The problem: The listing that follows must be retyped in full, exactly.
- - -
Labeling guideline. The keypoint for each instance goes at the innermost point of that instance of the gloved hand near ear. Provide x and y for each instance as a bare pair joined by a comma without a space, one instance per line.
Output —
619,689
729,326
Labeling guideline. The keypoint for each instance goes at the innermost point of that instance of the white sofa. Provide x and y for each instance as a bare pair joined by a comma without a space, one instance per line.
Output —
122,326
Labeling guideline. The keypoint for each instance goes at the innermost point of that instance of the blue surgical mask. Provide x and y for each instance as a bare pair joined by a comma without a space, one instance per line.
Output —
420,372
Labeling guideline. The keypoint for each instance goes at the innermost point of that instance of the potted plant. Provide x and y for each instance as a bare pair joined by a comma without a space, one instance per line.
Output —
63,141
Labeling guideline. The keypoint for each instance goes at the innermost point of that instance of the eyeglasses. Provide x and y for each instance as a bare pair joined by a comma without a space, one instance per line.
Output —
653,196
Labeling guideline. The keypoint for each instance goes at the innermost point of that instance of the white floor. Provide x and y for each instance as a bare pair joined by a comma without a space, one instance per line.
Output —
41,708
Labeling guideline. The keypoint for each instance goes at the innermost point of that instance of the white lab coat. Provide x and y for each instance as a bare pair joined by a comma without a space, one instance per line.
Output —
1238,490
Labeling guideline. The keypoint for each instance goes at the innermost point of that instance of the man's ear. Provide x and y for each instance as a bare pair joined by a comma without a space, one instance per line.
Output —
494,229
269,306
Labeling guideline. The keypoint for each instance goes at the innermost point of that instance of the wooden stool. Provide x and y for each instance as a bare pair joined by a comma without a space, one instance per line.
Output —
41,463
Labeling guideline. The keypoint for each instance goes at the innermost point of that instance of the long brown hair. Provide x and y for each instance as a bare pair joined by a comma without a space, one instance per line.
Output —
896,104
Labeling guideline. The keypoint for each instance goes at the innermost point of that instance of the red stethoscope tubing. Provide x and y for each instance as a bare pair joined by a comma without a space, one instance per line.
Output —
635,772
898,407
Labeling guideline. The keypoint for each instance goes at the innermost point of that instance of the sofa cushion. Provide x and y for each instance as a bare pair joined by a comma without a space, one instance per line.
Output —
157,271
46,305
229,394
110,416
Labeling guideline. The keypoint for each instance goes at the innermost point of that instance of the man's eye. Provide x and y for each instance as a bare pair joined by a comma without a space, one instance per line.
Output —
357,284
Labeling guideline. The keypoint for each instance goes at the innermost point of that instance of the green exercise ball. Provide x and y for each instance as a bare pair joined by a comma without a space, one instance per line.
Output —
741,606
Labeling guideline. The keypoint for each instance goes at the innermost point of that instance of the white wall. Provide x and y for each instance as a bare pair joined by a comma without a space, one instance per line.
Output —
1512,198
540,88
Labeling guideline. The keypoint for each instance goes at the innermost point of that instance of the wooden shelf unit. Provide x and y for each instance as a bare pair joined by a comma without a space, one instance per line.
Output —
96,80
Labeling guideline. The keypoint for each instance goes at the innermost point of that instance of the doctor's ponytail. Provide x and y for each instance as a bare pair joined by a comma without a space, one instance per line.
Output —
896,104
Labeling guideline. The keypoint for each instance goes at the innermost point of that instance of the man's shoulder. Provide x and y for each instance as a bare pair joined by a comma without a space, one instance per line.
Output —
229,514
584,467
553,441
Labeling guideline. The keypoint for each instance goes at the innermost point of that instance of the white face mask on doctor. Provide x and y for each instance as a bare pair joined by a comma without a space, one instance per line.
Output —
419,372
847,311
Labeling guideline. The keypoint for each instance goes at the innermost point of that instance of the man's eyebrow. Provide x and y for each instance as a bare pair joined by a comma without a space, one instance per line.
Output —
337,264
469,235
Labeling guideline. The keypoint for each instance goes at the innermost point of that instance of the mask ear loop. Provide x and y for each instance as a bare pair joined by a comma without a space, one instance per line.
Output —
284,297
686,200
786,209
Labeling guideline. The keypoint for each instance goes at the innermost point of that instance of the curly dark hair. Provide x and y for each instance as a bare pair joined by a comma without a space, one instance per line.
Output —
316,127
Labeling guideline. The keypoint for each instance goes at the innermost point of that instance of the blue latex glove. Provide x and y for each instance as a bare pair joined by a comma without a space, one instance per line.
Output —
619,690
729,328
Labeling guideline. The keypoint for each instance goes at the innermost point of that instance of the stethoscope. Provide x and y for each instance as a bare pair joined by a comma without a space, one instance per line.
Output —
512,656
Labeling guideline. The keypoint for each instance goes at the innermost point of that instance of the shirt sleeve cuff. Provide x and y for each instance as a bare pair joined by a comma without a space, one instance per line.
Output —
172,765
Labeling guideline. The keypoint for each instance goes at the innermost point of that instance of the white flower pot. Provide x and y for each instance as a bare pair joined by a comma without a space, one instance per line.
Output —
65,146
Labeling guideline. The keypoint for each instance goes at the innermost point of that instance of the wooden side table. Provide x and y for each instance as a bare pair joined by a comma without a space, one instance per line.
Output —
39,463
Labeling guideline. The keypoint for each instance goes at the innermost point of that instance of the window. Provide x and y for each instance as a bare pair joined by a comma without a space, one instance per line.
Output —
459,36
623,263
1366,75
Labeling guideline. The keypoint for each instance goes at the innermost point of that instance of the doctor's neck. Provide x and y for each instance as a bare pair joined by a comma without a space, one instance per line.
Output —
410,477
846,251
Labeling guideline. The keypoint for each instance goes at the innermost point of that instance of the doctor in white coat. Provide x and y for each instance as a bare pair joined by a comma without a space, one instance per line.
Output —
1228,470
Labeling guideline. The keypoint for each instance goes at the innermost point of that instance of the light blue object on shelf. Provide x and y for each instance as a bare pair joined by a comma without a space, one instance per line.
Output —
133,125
- - -
Solution to this task:
Labeling guideline. The keypoint for each instance goes at the innermost point of that instance of the gloved hand near ear. Provide x and y for each instance as a bare pair joined by a comma without a space, one instance per line.
Output —
619,689
729,326
Labeling guideline. The keypoint for each instance goes at the innermost point of that instance of the white sofa. Provide x and y for each instance as a bare pair joined by a comma without a space, one instance per line.
Output —
122,326
Labeling guideline. The keypoint for each instance goes at the innermost point of that instance of the blue surgical mask. Provide x and y for each instance as a bare pair joined by a comma without a space, one instance per line.
Output —
420,372
Labeling guideline. The keypoint for each instance goes at the innermost point of that instance of the potted plant. Provide x and y for each instance as a bare pair joined by a comma without a space, one instance per line.
Output —
63,141
Labeling guideline. The keypoint for each instance goes at the innermost point of that instance of the eyeglasses. Provide x and y for each instance as a bare pair joined by a comma without a space, one instance per line.
Output —
653,196
Labeling guideline. The keypoint for each instance goes at the innermost point of that instance of the white floor. Provide x and y for each instance as a bare pair joined by a comma without a space, one instance per line.
Output —
41,708
Labeling guideline. The keypoint for each instance goes at the innermost point of that instance of the white lab coat. Provide x and y for each instance as a bare pair joined by a comma without a space, one instance per line.
Output —
1238,490
Labeling guideline. The keypoint for each instance goes at the innermost point of that instance of the man's ear. Provide x and y for each instance as a bare pair joined by a comma without a space, one instance per line.
Output —
494,229
269,306
Labeling guideline. The keypoint for each instance goes at the innermost point of that instance of the wooden stool. Provide x and y for each instance as a bare pair joined by a comma without a space, one instance per line.
Output —
41,463
Labeling guideline. The keypoint for each instance goes at the innermost point of that instance of the long brown hair. Provide x and y for each instance as a bare pair joined by a comma without a space, one instance per line.
Output —
896,104
Labeling guideline. The keypoint for each instance goes at the innermost point of that instance of the red stethoscope tubing. Provide x and y for each instance as a bare pair joined by a comma without a space, one instance per line.
Output —
635,772
898,407
Labeling guideline. The keypoint for each instance goes at the innermost point of that instance of the sofa cushion. Provide x and y for each instance as a bare pair joined by a comma without a space, one instance per line.
Output —
157,271
46,305
229,394
110,416
Labeling guideline. The keypoint for each instance goes at the innermost point of that instance of the man's eye. Provide x and y for each instance as a bare pair joined by a comma without a space, one instance per line.
Output —
357,284
Labeling guideline. The keypoint for each instance goes at the innermost point of that instance of the green exercise ball. Provide x and y for each instance as a bare pair joined by a comma without a space, one instance per line.
Output —
741,606
Labeling guideline. The keypoint for each instance goes at the innermost point of that instance of the white wall. Provide x and y for each instance as a bare pair joined by a comma without a space, one instance per line.
Output —
1512,198
540,88
Labeling guideline. The keypoint for each instance goes at the innermost point of that instance of the wooden shelf unit. Provide x and y for each instance as a bare pair joined by a comma without a space, one instance per line.
Output —
96,80
Labeling guideline. The keypoint for each instance goes at the innermost point of that instance of the doctor's ponytail. Provide x and y for each instance as a bare pair joined by a comma without a space, one instance per line.
Output —
896,104
Labeling guideline. The keypoint for each instance goes at the innermost point of that instance of the man's shoulder. Provide x and y for each instance as a bare pair joined by a comma without a space, one instance per line.
Output —
229,514
584,467
553,441
Labeling guideline. The keypoint for each instance goes at the innermost point of that instance of the white face mask on doctor. Provide x and y for each instance as a bare pair joined by a comma without a space, one instance per line.
Output —
419,372
847,311
Labeling guideline. The keypoint for each instance goes at the innermost point of that instance of the man's eyebrow. Provide x and y for each instance as a bare pair joined by a comma without a space, one instance per line.
Output —
337,264
469,235
Labeling guideline. The keypoint for each instance goes at the innermost point of that instance of the mask ear loop. Provide x and y for each instance as a bare pair joined by a comma without a space, one instance per line.
Output —
284,297
686,200
786,209
Labeling guideline. The keypoint for each instance goes at the innermost point of that instance of the curly dark hair. Provide x and y for each instance as a bare pair joined by a comma without a space, one instance per line.
Output —
316,127
Labeling guideline. The keypoint for each instance goes at the innermost point of that instance of the blue latex glove. Provide x and y for each instance as a bare pair joined by a comma without a space, one instance per line.
Output —
619,690
729,328
Labeling guideline. The keypoint for each instance goes at the innermost point of that instance of the stethoscope. Provide x and y for each instance as a bare pair joined by a comma without a space, one instance per line.
Output —
512,656
Labeling guideline. The keypoint for each instance goes at the innermost point of that instance of the shirt sleeve cuff. Provide x and y for each instance as a bare pair joined by a comma without a space, one instance per line.
Output —
172,765
Labeling guideline. The keypoint for each instance goes at the innermost point of that instance of the white flower pot. Provide x and y for each instance as a bare pair joined by a comma without a space, one instance per line.
Output —
65,146
Labeling guideline. The keypoint for each instance goes at the innermost point of that instance of the wooden side table. Provide x and y for each instance as a bare pair joined by a comma without a space, one instance per line.
Output —
39,463
Labeling guideline. The keypoint for each instance goes at the innermost point of that instance of the window. Provide x and y for each instance as a bare pair joined by a comma without a space, one instance per line.
Output —
459,36
623,263
1366,75
Labeling guideline. The keypoint for each instance goes at the innermost point of that instance of the doctor's neck. Provide x and y for each instance as a bare pair joined by a comma without a space, one instance per line.
Output —
410,477
846,251
Labeling guideline. The keypoint for each instance goes at the innermost point of that instance of the doctor in white coat. Provide x and y for each instance as a bare pair joined by a comma without a space, one instance per line.
Output —
1228,470
Labeling guideline. The keypoint for each instance goes at the innermost point of that instance of the light blue object on shelf. Provide x and y for each instance as a bare pair joined by a comma without a space, one instance per line.
Output —
133,125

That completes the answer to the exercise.